> Instruction
Rewrite the entire listing below, changing every "largest circle" to "biggest circle" and leaving everything else as it is. Leave the pictures out of your version.

— Begin —

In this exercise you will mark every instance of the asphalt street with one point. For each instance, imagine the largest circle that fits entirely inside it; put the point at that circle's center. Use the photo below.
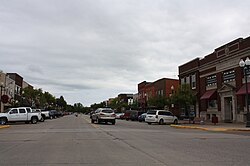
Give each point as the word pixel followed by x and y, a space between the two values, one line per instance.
pixel 74 141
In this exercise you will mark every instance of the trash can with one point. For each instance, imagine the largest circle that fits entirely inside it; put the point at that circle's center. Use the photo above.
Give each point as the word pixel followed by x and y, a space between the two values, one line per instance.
pixel 214 120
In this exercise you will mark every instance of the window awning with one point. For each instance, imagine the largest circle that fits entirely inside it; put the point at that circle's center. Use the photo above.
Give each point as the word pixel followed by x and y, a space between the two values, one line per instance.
pixel 207 94
pixel 242 90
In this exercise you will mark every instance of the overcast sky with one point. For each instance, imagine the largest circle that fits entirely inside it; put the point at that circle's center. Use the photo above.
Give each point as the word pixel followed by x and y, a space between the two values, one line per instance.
pixel 91 50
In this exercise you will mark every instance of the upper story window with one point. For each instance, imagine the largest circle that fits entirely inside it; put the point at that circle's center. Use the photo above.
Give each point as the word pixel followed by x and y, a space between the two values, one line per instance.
pixel 211 80
pixel 182 81
pixel 193 81
pixel 229 76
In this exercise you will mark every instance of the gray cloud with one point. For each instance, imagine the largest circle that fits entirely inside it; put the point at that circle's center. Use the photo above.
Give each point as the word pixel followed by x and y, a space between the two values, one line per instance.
pixel 90 50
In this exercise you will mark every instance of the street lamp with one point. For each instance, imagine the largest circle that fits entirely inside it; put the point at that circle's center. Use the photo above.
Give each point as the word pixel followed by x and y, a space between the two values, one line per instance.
pixel 246 65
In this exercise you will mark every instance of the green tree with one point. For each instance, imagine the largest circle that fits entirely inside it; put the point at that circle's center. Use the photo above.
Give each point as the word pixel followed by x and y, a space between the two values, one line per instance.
pixel 158 102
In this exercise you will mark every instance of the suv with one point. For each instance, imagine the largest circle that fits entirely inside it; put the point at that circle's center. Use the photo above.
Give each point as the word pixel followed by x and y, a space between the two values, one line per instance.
pixel 103 115
pixel 160 117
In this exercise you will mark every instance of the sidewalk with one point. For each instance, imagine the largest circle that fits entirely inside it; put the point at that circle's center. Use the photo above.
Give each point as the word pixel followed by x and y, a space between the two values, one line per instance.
pixel 208 126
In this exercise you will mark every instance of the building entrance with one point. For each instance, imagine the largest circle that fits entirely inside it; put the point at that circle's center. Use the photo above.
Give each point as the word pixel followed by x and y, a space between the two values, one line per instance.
pixel 228 109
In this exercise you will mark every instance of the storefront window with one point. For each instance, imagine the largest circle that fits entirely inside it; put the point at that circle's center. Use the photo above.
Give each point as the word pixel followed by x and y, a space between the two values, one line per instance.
pixel 229 76
pixel 212 104
pixel 211 80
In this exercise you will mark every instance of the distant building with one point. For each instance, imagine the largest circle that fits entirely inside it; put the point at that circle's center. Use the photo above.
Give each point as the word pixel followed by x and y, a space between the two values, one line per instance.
pixel 218 82
pixel 126 98
pixel 161 87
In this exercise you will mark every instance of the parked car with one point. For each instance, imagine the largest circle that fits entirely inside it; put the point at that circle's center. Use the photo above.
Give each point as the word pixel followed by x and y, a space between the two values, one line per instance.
pixel 127 115
pixel 20 114
pixel 42 116
pixel 103 115
pixel 160 117
pixel 142 117
pixel 119 115
pixel 47 114
pixel 53 114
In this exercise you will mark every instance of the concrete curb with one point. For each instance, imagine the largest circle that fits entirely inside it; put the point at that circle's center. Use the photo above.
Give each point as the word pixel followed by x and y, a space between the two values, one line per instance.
pixel 210 128
pixel 4 126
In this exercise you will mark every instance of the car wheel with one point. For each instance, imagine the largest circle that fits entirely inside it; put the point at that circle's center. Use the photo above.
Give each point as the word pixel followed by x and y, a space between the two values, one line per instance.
pixel 34 120
pixel 3 121
pixel 161 122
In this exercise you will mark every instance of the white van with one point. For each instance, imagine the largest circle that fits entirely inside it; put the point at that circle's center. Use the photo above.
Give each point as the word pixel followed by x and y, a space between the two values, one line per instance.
pixel 160 117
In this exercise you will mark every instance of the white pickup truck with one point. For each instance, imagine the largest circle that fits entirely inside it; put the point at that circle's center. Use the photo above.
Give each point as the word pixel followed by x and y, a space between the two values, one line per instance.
pixel 20 114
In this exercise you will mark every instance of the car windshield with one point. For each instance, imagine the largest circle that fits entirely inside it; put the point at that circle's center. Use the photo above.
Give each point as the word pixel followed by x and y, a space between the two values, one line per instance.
pixel 151 112
pixel 107 111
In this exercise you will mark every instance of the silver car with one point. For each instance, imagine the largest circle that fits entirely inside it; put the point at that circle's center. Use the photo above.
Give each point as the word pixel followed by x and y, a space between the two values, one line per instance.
pixel 160 117
pixel 103 115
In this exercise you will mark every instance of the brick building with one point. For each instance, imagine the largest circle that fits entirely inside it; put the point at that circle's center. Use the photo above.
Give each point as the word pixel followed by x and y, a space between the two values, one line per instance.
pixel 161 87
pixel 217 80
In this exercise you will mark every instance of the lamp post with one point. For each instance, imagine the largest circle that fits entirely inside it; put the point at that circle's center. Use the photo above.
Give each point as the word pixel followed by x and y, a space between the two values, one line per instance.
pixel 246 65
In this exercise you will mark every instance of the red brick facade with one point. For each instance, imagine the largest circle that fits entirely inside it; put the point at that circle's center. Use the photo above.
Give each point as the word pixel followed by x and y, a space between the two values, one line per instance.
pixel 220 72
pixel 147 90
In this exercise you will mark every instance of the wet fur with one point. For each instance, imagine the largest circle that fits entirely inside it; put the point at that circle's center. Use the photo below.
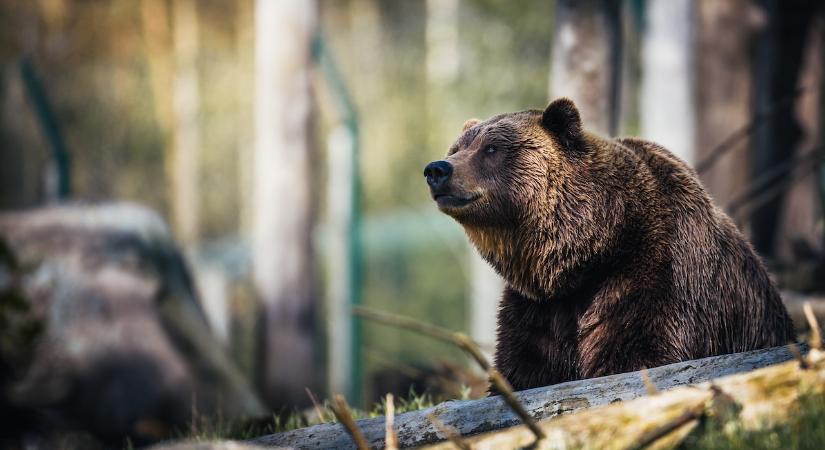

— End —

> Expected answer
In this exercise you will mark every instance of the asphalt street with one point. For each instance, imagine the biggest circle that fits entirely inside it; put the point at that circle's center. Use the photo below.
Give each point as the word pixel followed by x and y, a space between the two values, one line per instance.
pixel 74 141
In this exercise you will mark every instance of the trash can with one point. For each instance, imagine the biggest circle that fits entirely inside it; put the point at that circle's center. Use the photo above.
Give each point as the word pixel followed by x and y, a space between the two values, one line per instance.
pixel 214 120
In this exercise you will mark every instance of the window awning with one point. For each instance, imagine the biggest circle that fits entirely inside it; put the point at that circle's center. Use the photo above.
Give each point as the word pixel followed by x and y, a space between the two values, one line per instance.
pixel 207 94
pixel 242 90
In this exercise you will mark every instance of the overcast sky with one point. For each instance, imagine the biggest circle that fits entirely inside it; put the point at that circle's center. Use the photo above.
Give each point as the word pixel followed by x and y, a space between the two values, one line per instance.
pixel 91 50
In this exercise you will mark every instance of the upper story window with one point. For each instance, imagine the biggest circle that fits entirely inside it; put the point at that circle's center. Use the photo above.
Give each point as the word pixel followed by x and y, a space between the two values, one line per instance.
pixel 211 80
pixel 182 81
pixel 193 81
pixel 229 76
In this exercise you will mark every instance of the gray cloud with one point. For each instance, imagine the biggest circle that fits entirely inside it; put the point at that circle's center. Use the photo above.
Give each point as the word pixel followed by x and y, a space between the two values, one line per instance.
pixel 90 50
In this exercise you will mark every instance of the street lamp with one point. For each instance, imagine the biggest circle that fits entirely inside it; put the point at that circle's center. Use the photo above.
Give each point as the word pixel followed by x and y, a space between the two values, one line per instance.
pixel 246 65
In this exercise you will mark every instance of the green tree with one point. For each instance, imagine the biggest circle that fits entirely inside it; put the point at that circle's center. Use the photo above.
Give each point as the word pixel followed by x and y, a space between the two values, one line per instance.
pixel 158 102
In this exercise you will mark every instance of the suv with one point. For each instance, imagine the biggest circle that fits entirely inside it; put the point at that circle's center. Use the photo above.
Give each point as the word pixel followed by x and y, a space between the two values, one line per instance.
pixel 103 115
pixel 160 117
In this exercise you will mark every instance of the sidewalk with one point. For each instance, imagine the biggest circle that fits entirely inside it; put the point at that circle's center. Use the photo above.
Give each point as the word pixel followed by x and y, a space between the two values, one line per instance.
pixel 208 126
In this exercise you will mark every instance of the building entrance with one point. For each instance, imagine the biggest circle that fits entirely inside it; put the point at that circle's center. Use the photo above.
Give each point as the word pixel followed by x and y, a space between the two values, one line per instance.
pixel 228 109
In this exercise you will mark every instance of the storefront window with one point. For each instance, imagine the biggest circle that fits entirely inside it; put the point at that circle's center. Use the photo above.
Give each point as the word pixel followed by x and y, a space between the two values, one line per instance.
pixel 229 76
pixel 212 104
pixel 211 80
In this exercise you will mark every instance of the distant building with one point. For each instance, imagine the biggest circle that fits entirely inside it; put the point at that circle's center. Use the photo above.
Give each point as the word pixel followed by x and y, a space between the two values, one line per instance.
pixel 218 82
pixel 126 98
pixel 161 87
In this exercise you will mark every instance of the parked car with one point. For each instance, imagine the biggest circle that fits entirely inside it; put the point at that circle's center. Use the photo above.
Give each point as the word pixel followed by x and y, a space between the two values, one line per instance.
pixel 127 115
pixel 20 114
pixel 42 116
pixel 103 115
pixel 160 117
pixel 142 117
pixel 119 115
pixel 47 114
pixel 53 114
In this exercise you will mark every instance of the concrete curb with one point. For each instance, imagine the biggest circle that fits entirely inside it; put the point at that circle's center. Use the photo above.
Give each point as the word pixel followed by x and y, a space between the two values, one line per instance.
pixel 210 128
pixel 4 126
In this exercise you will mark every instance of the car wheel with one point. For each instance, imagine the biggest circle that fits entirely inside it; put the point at that circle's center. Use the photo above.
Give each point as the word pixel followed by x and y, a space between the two values, one line per instance.
pixel 34 120
pixel 3 121
pixel 161 122
In this exercise you will mark every instance of the white van with one point. For each instance, imagine the biggest circle that fits entirely inside it; put the point at that circle's center. Use the photo above.
Give each point as the word pixel followed by x and y, a space between the two values, one line per instance.
pixel 160 117
In this exercise you will mark every instance of the white pickup truck with one point. For each instance, imagine the biggest circle that fits entirely inside it; put the point at that circle's center. Use the photo above.
Give each point as the word pixel followed by x and y, a space between the two values, one line per instance.
pixel 20 114
In this exercise you will mark every instance of the car windshield with one point. For each instance, imagine the biggest circle that fits entirely inside it; put the point at that circle's center. Use the photo above.
Give each point as the word pixel followed by x and y, a space between the two values, one line per instance.
pixel 151 112
pixel 107 111
In this exercise you will mark every instance of the silver car with one point. For each instance, imagine the biggest circle that fits entirely inside it; put the point at that circle's center. Use the photo above.
Give each point as the word pixel followed by x and y, a space between the two values, one line per instance.
pixel 160 117
pixel 103 115
In this exercise you will mark every instance of the brick building with one point. For each instance, imagine the biggest circle that fits entirely inside it; put the point at that circle's center. Use the photo above.
Give each point as the word pixel followed by x and y, a space between the two values, one line per instance.
pixel 161 87
pixel 217 80
In this exercise you will mark every instance of the lamp post with one point. For each instance, imagine the biggest circle that fits entirely inside it; put the point at that circle's center. Use the photo above.
Give each point as the word pixel followed by x and y, a space between the two values, one line per instance.
pixel 246 65
In this exercise you will mark every instance of the red brick facade with one point. For each instance, imagine the biggest circle that fits entirely inside it; put the point at that circle's center. Use the photo above.
Give each point as the word pixel followed by x and y, a space between the two values, one line per instance.
pixel 220 72
pixel 147 90
In this exercise you will mark every instance of the wet fur with one point. For each instance, imagine the biggest circle that fits entirely inside it; put the point at that circle's center. Use the photo below.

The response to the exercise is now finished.